Top of Page extract

Journal of Hazardous Materials 2024 12 citations ? Citation count from OpenAlex, updated daily. May differ slightly from the publisher's own count. Score: 60 ? 0–100 AI score estimating relevance to the microplastics field. Papers below 30 are filtered from public browse.
Xiaoqian Qiu, Diwen Yang, Leixin Yu, Lichao Song, Lijuan Yang, Qinghai Yang

Summary

Researchers exposed earthworms to polyethylene microplastics of different sizes alongside a common fungicide and found that smaller microplastics caused the most severe oxidative stress and DNA damage. The microplastics also changed how much fungicide accumulated in the earthworms and disrupted their gut bacteria. This matters because earthworms are essential for soil health, and these effects could ripple through agricultural ecosystems that produce our food.

Polymers

Polyethylene microplastics (PE-MPs) are commonly found alongside fungicides in farmland soils. However, the toxic effects of varying PE-MP sizes and concentrations on soil fauna in fungicide-contaminated soils are unclear. This study aimed to investigate the impact of different PE-MP sizes (13, 48, and 150 µm) and concentrations (0.05 % and 0.25 %) on tebuconazole accumulation, oxidative stress, and gut bacteria in earthworms. The results indicated that earthworms exposed to MP13-H accumulated the highest tebuconazole on day 7, 19.77 % higher than tebuconazole alone, 7.27 % higher than MP48-H, and 10.30 % higher than MP150-H. MP13-H led to the most severe oxidative stress, significantly increasing the oxidative biomarkers catalase and peroxidase in earthworms. After 28 days, the expression of glutathione sulfotransferase genes was the lowest in the MP13-H group, while the antibacterial defense gene heat shock protein 70 and translationally controlled tumor protein were the highest, indicating severe DNA damage and increased toxicity to earthworms. Further, 150-µm PE-MPs caused the most severe damage to the intestinal epithelium. Moreover, PE-MPs induced an increase in the abundance of specific gut bacterial community associated with oxidative stress. The study suggested that PE-MPs changed the migration of fungicides to earthworms, induced oxidative stress, altered gene expression, and modified the gut microbiota, thereby increasing the risk to earthworms.

Bottom of Page extract
Top of Information given

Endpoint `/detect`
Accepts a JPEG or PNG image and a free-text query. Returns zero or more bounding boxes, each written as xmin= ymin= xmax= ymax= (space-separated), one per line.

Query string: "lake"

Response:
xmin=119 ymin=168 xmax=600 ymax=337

Bottom of Information given

* Brief *
Translate into Spanish this sentence from the page extract on earthworms and microplastics: "Polyethylene microplastics (PE-MPs) are commonly found alongside fungicides in farmland soils."

* Problem solution *
Los microplásticos de polietileno (PE-MPs) se encuentran comúnmente junto con fungicidas en los suelos agrícolas.